-------- GIVEN INFORMATION --------

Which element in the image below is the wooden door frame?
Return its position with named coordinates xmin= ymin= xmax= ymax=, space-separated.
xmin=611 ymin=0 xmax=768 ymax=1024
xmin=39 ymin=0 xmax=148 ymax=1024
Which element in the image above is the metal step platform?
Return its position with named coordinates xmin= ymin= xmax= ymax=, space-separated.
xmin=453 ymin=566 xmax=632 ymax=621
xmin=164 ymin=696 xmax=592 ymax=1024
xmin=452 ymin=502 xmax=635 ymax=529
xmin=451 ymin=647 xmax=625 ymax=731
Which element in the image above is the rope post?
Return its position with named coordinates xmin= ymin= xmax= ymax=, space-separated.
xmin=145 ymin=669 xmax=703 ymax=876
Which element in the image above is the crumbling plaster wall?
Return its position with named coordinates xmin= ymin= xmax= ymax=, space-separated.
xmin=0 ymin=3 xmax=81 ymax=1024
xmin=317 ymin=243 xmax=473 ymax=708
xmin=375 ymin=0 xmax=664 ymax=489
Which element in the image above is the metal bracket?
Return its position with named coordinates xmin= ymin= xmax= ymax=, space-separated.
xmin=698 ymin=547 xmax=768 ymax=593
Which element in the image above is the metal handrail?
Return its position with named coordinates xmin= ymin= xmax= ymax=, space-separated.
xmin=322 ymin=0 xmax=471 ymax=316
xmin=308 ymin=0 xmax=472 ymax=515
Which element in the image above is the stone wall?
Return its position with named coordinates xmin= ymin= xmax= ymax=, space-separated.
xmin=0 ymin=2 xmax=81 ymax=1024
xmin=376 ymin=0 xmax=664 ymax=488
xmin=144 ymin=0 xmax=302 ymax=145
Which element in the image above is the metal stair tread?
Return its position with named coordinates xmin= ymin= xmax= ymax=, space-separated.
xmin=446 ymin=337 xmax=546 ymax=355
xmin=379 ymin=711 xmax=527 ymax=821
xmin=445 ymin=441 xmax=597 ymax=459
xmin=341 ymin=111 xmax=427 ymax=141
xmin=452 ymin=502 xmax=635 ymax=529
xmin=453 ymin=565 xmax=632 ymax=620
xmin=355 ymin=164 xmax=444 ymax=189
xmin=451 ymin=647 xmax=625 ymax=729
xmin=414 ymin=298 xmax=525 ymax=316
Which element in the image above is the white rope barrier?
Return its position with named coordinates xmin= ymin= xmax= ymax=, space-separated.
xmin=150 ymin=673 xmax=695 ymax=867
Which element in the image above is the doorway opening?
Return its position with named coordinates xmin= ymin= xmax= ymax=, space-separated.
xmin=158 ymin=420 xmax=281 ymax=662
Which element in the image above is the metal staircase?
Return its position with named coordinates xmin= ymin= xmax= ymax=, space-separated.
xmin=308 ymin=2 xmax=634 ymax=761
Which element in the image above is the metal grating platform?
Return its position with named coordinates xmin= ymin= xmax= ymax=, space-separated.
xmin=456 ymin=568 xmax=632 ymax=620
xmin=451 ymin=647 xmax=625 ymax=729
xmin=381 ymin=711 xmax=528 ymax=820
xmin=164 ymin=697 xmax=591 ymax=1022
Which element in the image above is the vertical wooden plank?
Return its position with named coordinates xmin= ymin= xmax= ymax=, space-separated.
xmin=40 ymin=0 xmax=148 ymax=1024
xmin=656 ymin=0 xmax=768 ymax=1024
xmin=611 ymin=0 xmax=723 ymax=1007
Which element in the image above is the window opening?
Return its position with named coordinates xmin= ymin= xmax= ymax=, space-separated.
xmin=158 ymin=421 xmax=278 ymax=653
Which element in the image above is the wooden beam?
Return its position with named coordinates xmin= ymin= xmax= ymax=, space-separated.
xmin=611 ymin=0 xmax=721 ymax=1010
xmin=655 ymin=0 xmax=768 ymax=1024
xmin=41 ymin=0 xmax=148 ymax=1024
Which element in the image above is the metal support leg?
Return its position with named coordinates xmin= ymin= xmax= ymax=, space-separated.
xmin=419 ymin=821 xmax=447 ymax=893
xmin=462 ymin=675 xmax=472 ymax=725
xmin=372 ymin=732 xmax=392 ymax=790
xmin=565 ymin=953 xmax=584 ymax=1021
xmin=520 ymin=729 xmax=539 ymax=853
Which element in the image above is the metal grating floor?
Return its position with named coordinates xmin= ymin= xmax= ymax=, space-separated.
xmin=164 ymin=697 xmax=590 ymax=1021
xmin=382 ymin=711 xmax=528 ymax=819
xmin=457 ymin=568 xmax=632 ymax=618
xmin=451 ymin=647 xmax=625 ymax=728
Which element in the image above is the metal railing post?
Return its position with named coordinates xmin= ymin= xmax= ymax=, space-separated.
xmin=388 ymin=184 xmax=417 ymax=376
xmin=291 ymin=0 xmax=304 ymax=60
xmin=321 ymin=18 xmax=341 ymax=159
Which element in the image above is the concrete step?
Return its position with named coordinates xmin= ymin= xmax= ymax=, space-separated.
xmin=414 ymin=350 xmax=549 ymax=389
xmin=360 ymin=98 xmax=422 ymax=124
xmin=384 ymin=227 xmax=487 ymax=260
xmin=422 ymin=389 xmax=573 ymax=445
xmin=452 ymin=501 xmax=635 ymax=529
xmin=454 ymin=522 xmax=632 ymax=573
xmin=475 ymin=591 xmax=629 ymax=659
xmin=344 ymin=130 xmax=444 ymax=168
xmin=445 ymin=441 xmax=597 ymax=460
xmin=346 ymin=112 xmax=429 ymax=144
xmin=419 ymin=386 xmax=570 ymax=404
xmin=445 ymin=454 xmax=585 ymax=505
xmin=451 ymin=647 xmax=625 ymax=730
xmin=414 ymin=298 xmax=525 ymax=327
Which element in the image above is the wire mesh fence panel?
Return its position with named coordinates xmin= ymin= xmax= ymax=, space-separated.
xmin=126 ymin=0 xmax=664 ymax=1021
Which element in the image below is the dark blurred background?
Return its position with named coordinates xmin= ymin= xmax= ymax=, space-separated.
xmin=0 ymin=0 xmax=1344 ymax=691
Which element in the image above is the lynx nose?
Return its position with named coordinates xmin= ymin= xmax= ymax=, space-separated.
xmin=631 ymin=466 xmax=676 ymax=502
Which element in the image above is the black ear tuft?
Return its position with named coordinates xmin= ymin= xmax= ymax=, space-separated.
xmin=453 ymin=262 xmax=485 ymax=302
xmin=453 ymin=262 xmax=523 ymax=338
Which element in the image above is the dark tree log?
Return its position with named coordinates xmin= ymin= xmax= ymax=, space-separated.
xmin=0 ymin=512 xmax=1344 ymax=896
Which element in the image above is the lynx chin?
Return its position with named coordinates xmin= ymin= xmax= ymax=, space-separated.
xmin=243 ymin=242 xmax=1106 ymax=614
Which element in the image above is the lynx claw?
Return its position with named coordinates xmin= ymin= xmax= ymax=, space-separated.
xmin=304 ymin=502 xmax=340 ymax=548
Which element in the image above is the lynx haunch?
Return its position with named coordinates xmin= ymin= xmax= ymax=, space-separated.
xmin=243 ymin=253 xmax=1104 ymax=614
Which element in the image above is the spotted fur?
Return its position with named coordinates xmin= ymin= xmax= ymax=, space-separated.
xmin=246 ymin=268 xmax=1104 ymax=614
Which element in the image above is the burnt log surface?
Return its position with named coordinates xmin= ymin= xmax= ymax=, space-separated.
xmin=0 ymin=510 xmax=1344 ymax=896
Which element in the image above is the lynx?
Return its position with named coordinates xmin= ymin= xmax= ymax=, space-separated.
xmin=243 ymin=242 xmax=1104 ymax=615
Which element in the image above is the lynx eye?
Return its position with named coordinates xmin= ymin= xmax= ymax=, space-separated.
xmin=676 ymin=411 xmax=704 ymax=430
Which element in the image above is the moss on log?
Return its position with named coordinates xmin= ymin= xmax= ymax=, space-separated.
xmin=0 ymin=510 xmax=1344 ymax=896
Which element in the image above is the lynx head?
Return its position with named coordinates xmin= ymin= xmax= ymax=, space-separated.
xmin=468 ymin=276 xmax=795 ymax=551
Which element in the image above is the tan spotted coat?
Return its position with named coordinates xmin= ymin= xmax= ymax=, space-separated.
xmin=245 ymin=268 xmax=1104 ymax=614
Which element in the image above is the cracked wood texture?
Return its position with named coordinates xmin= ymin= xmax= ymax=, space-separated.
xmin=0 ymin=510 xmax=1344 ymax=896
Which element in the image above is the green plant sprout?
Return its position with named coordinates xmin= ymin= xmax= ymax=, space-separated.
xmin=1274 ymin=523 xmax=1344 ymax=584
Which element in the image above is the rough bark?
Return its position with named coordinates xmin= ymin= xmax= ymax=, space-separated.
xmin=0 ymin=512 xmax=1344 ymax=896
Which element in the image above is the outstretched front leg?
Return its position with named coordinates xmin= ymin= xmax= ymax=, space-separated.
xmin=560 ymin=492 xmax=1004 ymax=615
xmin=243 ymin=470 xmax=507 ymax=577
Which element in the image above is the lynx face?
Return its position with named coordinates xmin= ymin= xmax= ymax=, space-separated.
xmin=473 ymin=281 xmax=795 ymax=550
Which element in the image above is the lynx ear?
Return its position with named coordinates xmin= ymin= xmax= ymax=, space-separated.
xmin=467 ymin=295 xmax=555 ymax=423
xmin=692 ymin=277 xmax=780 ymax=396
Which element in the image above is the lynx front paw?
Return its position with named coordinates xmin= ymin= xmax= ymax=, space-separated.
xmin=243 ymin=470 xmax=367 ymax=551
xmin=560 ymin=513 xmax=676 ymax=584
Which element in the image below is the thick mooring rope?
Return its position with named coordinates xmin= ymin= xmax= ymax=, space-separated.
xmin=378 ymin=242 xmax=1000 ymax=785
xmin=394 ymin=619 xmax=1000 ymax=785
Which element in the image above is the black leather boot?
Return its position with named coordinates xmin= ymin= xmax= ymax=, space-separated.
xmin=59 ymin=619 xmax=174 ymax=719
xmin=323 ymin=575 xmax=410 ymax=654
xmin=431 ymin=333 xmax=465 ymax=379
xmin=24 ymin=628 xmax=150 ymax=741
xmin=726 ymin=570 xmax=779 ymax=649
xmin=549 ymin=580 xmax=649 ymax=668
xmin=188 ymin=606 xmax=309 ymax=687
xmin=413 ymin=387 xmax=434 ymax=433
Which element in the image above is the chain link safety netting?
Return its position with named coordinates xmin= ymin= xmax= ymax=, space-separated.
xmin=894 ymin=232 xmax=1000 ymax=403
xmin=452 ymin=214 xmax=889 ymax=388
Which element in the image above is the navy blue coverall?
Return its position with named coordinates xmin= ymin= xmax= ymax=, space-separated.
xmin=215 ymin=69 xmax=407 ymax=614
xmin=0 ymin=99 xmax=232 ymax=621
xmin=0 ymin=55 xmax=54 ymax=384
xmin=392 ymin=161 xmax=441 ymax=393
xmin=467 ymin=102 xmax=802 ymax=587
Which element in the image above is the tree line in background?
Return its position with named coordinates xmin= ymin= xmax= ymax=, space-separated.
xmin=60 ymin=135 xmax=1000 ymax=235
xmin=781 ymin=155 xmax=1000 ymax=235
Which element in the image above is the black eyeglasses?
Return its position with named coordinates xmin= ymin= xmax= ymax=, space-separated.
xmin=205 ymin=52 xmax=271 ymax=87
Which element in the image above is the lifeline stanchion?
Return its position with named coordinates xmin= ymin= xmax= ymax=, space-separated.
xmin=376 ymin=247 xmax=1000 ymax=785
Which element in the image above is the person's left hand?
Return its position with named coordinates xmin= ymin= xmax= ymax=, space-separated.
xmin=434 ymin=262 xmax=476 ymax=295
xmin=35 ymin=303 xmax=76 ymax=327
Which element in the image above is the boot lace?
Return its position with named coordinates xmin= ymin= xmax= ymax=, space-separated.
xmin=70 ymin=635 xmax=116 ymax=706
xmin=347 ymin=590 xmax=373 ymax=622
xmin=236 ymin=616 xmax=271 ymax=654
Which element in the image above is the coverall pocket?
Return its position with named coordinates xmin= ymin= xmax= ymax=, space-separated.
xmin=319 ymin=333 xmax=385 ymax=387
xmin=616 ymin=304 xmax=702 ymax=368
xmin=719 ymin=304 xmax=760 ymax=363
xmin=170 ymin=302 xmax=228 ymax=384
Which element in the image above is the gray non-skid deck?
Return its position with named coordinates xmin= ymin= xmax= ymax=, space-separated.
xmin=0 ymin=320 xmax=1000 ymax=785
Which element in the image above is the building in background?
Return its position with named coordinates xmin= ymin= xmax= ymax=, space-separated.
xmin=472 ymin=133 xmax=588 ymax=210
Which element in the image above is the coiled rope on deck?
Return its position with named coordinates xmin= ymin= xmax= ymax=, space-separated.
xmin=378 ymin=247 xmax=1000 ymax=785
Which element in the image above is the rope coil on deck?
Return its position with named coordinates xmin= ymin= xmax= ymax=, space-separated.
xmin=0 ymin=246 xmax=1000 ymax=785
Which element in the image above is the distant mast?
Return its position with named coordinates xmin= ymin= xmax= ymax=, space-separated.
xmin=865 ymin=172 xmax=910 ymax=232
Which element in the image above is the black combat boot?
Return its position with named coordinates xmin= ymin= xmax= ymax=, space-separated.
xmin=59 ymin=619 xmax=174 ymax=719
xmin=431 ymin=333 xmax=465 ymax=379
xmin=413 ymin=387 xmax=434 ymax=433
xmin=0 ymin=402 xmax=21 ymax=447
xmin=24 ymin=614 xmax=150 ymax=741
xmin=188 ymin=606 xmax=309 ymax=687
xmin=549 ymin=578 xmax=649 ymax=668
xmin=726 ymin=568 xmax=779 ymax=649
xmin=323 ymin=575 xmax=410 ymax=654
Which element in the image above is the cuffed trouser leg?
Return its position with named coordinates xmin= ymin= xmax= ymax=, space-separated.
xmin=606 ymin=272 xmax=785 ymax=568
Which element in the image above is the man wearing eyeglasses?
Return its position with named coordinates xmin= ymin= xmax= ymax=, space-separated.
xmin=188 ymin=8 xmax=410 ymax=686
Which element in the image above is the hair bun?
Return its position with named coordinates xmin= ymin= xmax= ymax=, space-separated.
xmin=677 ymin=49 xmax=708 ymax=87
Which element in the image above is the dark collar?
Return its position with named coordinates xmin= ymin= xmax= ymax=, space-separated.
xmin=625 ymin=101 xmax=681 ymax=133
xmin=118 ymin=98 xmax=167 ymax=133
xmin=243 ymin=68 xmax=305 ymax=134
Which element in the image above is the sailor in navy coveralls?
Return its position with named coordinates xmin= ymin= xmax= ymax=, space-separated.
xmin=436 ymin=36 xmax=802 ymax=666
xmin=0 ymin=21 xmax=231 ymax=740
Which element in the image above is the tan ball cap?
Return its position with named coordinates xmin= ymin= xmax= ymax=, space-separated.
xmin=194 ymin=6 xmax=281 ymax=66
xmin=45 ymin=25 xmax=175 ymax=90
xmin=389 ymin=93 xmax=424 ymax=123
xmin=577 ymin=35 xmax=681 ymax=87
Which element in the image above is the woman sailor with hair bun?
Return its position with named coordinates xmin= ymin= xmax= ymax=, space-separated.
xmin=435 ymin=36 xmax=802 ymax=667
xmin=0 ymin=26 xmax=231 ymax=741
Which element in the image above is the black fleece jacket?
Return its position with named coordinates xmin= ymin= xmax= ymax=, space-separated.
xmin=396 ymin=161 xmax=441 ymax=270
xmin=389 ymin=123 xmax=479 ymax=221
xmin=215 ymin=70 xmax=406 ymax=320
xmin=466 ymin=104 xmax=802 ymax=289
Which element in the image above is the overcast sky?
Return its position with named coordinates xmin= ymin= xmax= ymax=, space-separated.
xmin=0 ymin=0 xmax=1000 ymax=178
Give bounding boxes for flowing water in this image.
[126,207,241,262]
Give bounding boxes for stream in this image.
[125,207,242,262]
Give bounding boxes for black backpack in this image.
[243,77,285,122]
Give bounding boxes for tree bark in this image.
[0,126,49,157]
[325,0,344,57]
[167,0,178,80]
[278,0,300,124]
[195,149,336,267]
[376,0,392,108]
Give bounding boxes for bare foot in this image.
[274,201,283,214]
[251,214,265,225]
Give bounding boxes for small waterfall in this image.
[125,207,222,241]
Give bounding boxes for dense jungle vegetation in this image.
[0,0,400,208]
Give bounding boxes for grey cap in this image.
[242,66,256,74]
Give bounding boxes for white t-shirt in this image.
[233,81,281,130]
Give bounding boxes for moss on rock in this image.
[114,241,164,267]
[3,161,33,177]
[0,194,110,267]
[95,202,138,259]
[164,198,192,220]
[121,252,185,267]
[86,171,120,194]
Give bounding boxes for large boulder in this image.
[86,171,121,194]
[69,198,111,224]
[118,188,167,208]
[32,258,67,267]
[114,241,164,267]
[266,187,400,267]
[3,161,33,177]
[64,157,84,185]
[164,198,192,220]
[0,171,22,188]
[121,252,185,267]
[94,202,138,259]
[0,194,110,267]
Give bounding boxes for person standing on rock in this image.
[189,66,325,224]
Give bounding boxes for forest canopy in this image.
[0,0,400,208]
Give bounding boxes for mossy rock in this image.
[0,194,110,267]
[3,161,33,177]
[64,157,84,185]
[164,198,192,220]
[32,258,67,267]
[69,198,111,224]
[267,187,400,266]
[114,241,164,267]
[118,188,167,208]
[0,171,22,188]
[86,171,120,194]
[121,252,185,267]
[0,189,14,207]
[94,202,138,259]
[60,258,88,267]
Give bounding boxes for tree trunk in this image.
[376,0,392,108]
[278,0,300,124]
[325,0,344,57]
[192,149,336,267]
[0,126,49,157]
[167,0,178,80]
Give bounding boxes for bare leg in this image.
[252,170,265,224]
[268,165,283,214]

--------

Reproduce the items above, starting at the line containing "Which element in the image above is the spotted" and ending at the line containing "xmin=468 ymin=276 xmax=795 ymax=551", with "burnt log surface" changed to "charred log surface" and everything else left as it is.

Which element in the image above is the spotted fur?
Return its position with named coordinates xmin= ymin= xmax= ymax=, space-separated.
xmin=246 ymin=268 xmax=1104 ymax=614
Which element in the image above is the charred log surface?
Return its position with named coordinates xmin= ymin= xmax= ymax=, space-separated.
xmin=0 ymin=510 xmax=1344 ymax=896
Which element in the image above is the lynx?
Return its position with named coordinates xmin= ymin= xmax= ymax=, space-separated.
xmin=243 ymin=242 xmax=1104 ymax=615
Which element in the image above is the lynx eye?
Return its position with named coordinates xmin= ymin= xmax= ymax=, space-separated.
xmin=676 ymin=411 xmax=704 ymax=430
Which element in the image above is the moss on log?
Return its position with named coordinates xmin= ymin= xmax= ymax=, space-separated.
xmin=0 ymin=510 xmax=1344 ymax=896
Which element in the image above is the lynx head?
Return its position with named coordinates xmin= ymin= xmax= ymax=, space-separated.
xmin=468 ymin=276 xmax=795 ymax=551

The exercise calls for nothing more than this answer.